## [Directions]
An exact repetition of the data below, without images, is the expected answer.

## [Records for this task]
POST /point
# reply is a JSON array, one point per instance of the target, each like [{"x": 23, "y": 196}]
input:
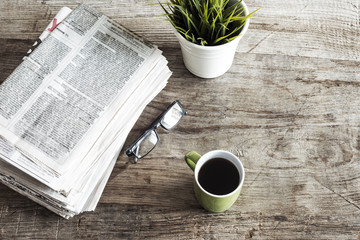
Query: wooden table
[{"x": 289, "y": 107}]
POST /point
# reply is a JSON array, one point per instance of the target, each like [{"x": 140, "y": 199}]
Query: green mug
[{"x": 218, "y": 178}]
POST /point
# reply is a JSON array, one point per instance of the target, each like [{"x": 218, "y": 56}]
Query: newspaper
[{"x": 66, "y": 110}]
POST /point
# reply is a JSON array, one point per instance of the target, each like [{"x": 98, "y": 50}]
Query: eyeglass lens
[{"x": 147, "y": 142}]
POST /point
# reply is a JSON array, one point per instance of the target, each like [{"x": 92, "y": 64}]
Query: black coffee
[{"x": 219, "y": 176}]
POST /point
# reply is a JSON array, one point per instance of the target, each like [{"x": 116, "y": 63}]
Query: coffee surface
[{"x": 219, "y": 176}]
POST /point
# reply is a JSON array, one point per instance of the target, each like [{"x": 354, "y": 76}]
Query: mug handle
[{"x": 191, "y": 159}]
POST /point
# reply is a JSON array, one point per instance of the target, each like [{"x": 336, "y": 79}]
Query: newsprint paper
[{"x": 66, "y": 110}]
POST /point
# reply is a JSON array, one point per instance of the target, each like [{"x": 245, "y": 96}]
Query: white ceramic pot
[{"x": 210, "y": 61}]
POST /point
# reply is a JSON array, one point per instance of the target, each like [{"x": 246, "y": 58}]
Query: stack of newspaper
[{"x": 66, "y": 110}]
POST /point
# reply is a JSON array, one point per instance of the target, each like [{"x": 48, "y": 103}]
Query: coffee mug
[{"x": 219, "y": 176}]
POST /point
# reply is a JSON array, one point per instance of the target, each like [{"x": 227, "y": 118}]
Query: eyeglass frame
[{"x": 153, "y": 126}]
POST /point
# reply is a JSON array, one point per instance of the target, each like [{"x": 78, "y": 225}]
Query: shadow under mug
[{"x": 209, "y": 201}]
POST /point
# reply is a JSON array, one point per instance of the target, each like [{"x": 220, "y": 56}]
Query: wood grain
[{"x": 288, "y": 107}]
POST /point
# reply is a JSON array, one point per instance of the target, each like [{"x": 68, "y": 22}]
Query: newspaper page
[{"x": 61, "y": 97}]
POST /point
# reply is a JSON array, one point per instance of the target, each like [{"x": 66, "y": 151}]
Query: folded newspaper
[{"x": 66, "y": 110}]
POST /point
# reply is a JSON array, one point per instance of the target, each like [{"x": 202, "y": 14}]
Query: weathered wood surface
[{"x": 289, "y": 107}]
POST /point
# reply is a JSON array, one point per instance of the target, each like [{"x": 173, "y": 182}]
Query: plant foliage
[{"x": 206, "y": 22}]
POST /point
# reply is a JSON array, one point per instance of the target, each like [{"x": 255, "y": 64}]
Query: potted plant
[{"x": 208, "y": 32}]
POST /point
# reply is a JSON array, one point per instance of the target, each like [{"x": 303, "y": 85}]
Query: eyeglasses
[{"x": 148, "y": 140}]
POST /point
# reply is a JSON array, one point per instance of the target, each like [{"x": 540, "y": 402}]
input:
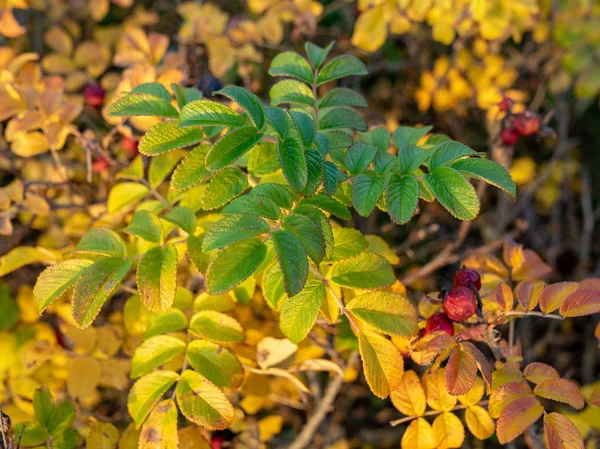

## [Response area]
POST /point
# reply is a JSON array, one point per instance of the target, each like [{"x": 23, "y": 196}]
input:
Query: wooden table
[{"x": 289, "y": 107}]
POST /point
# reply is a JSON array, one point per instance of the target, each like [{"x": 140, "y": 199}]
Query: green mug
[{"x": 218, "y": 178}]
POST /point
# reply is a JSON array, one point per instance of the target, each like [{"x": 218, "y": 56}]
Query: newspaper
[{"x": 66, "y": 110}]
POST /point
# reply is a JSON array, one point per instance of the target, each like [{"x": 98, "y": 50}]
Query: eyeglass lens
[{"x": 147, "y": 142}]
POST /point
# reply is a JSON array, one point per instance of the target, each like [{"x": 92, "y": 64}]
Query: black coffee
[{"x": 219, "y": 176}]
POST /point
# reply is a JSON array, one point per instance of the target, each like [{"x": 116, "y": 63}]
Query: coffee surface
[{"x": 219, "y": 176}]
POST /point
# reply is a JSON array, one point per instance of the target, each like [{"x": 354, "y": 76}]
Query: mug handle
[{"x": 191, "y": 159}]
POST /point
# reply is a JSON array, one point per instance of the target, each like [{"x": 336, "y": 79}]
Query: newsprint paper
[{"x": 66, "y": 110}]
POST /point
# reply is a JSON array, one point per instance of the target, each like [{"x": 245, "y": 96}]
Query: white ceramic pot
[{"x": 210, "y": 61}]
POST /point
# reply is a JSON array, one point per instance of the target, each like [{"x": 246, "y": 58}]
Query: stack of newspaper
[{"x": 66, "y": 110}]
POST /point
# reply is a JSON array, one point per instance of the target, each like [{"x": 48, "y": 103}]
Query: coffee mug
[{"x": 219, "y": 176}]
POST /point
# reply is a JSON array, one point per instance of the target, each like [{"x": 227, "y": 118}]
Query: eyeglass frame
[{"x": 153, "y": 126}]
POST /point
# reply is a JSON array, one point per instance of the target, each like [{"x": 78, "y": 225}]
Query: shadow under mug
[{"x": 209, "y": 201}]
POST /point
# reply is a JSON array, one point per instance of the target, each like [{"x": 220, "y": 56}]
Query: wood grain
[{"x": 288, "y": 107}]
POST /point
# reply is a JSON array, one point per instance of the target, each like [{"x": 68, "y": 22}]
Query: newspaper page
[{"x": 61, "y": 97}]
POST /point
# reply is a JSON array, one point per instance of the target, each like [{"x": 66, "y": 151}]
Query: folded newspaper
[{"x": 66, "y": 110}]
POST /point
# reply is a JSON array, one point per instance of the target, each like [{"x": 202, "y": 14}]
Query: weathered wood surface
[{"x": 289, "y": 107}]
POST /point
# reply is a JSON array, one point per instance of the target, each like [{"x": 173, "y": 182}]
Query: plant foliage
[{"x": 206, "y": 22}]
POST /point
# reply is a JSON array, one point per instance of the target, each like [{"x": 255, "y": 64}]
Query: potted plant
[{"x": 208, "y": 32}]
POST /point
# reply is a JSON array, one point per instance of the target, each like [{"x": 303, "y": 85}]
Query: eyeglasses
[{"x": 148, "y": 140}]
POST /point
# reply is a JSON array, one point per instance of the target, each like [{"x": 540, "y": 402}]
input:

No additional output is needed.